Text section:
You set IFS in the subshell, but the subshell is doing nothing related
to IFS, it is just calling find and sort. You need to set IFS on the
shell that does the splitting.

Also, note that file names can also contain newlines in general. The
only robust delimiter is the NUL character.

Also, ditch batch. For simple scripts, do standard shell. For complex
scripts and interactive use, zsh rulz:

fndar=(${(f)"$(...)"})
fndar=(${(ps:\0:)"$(...)"})
fndar=(**/*(O))

(I do not think zsh can sort version numbers easily, though.)

Regards,

-- 
  Nicolas George



Re: setting IFS to new line doesn't work while searching?

2023-12-15 Thread Greg Wooledge
On Fri, Dec 15, 2023 at 12:33:01PM +, Albretch Mueller wrote:
> #fndar=($(IFS=$'\n'; find "$sdir" -type f -printf '%P|%TY-%Tm-%Td
> %TI:%TM|%s\n' | sort --version-sort --reverse))

> the array construct ($( ... )) is using the space (between the date
> and the time) also to split array elements,

Yeah, no.  That's not how it works.

You're setting IFS *inside* the command substitution whose value is
what you're trying to word-split.  It needs to be set outside.

In addition to word splitting, an unquoted command substitution's
output is going to undergo filename expansion (globbing).  So you
would also need to disable that.

More to the point, bash has a 'readarray' command which does what you
*actually* want:

readarray -t fndar < <(find "$sdir" ...)

This avoids all of the issues with word splitting and globbing and
setting/resetting the IFS variable, and is more efficient as well.

BTW, readarray is a synonym for 'mapfile'.  You may use either spelling.



setting IFS to new line doesn't work while searching?

2023-12-15 Thread Albretch Mueller
sdir="$(pwd)"
#fndar=($(IFS=$'\n'; find "$sdir" -type f -printf '%P|%TY-%Tm-%Td
%TI:%TM|%s\n' | sort --version-sort --reverse))
#fndar=($(IFS='\n'; find "$sdir" -type f -printf '%P|%TY-%Tm-%Td
%TI:%TM|%s\n' | sort --version-sort --reverse))
fndar=($(find "$sdir" -type f -printf '%P|%TY-%Tm-%Td %TI:%TM|%s\n' |
sort --version-sort --reverse))
fndarl=${#fndar[@]}
echo "// __ \$fndarl: |${fndarl}|${fndar[0]}"

the array construct ($( ... )) is using the space (between the date
and the time) also to split array elements, but file names and paths
may contain spaces, so ($( ... )) should have a way to reset its
parsing metadata, or, do you know of any other way to get each whole
-printf ... line out of find as part of array elements?

lbrtchx

Data excerpts:
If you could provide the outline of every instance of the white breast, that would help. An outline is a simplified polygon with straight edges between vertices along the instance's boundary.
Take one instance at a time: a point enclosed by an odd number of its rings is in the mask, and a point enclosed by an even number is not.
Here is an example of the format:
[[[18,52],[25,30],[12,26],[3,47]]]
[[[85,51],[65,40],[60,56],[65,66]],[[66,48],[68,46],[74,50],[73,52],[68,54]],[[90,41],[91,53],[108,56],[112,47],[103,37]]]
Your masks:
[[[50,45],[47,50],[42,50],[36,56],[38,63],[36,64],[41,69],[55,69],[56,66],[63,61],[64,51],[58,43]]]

Problems:
(1) From the IFS thread, copy everything between "This avoids all" and "use either spelling.", inclusive.
(2) Answer these questions from the IFS thread, each on its own line:
(a) According to Nicolas George, what is the only robust delimiter for file names?
(b) What other name does Greg Wooledge give for readarray?
(c) Which space in the find output does Albretch Mueller say is being used to split array elements?
(3) Rewrite the paragraph of the IFS thread that begins "In addition to word splitting" in a shorter form, keeping its main facts.

Answers per task:
(1)
This avoids all of the issues with word splitting and globbing and
setting/resetting the IFS variable, and is more efficient as well.

BTW, readarray is a synonym for 'mapfile'.  You may use either spelling.

(2)
(a) The NUL character.
(b) mapfile.
(c) The space between the date and the time.

(3) Besides being word-split, the output of an unquoted command substitution also goes through filename expansion (globbing), so that must be disabled too.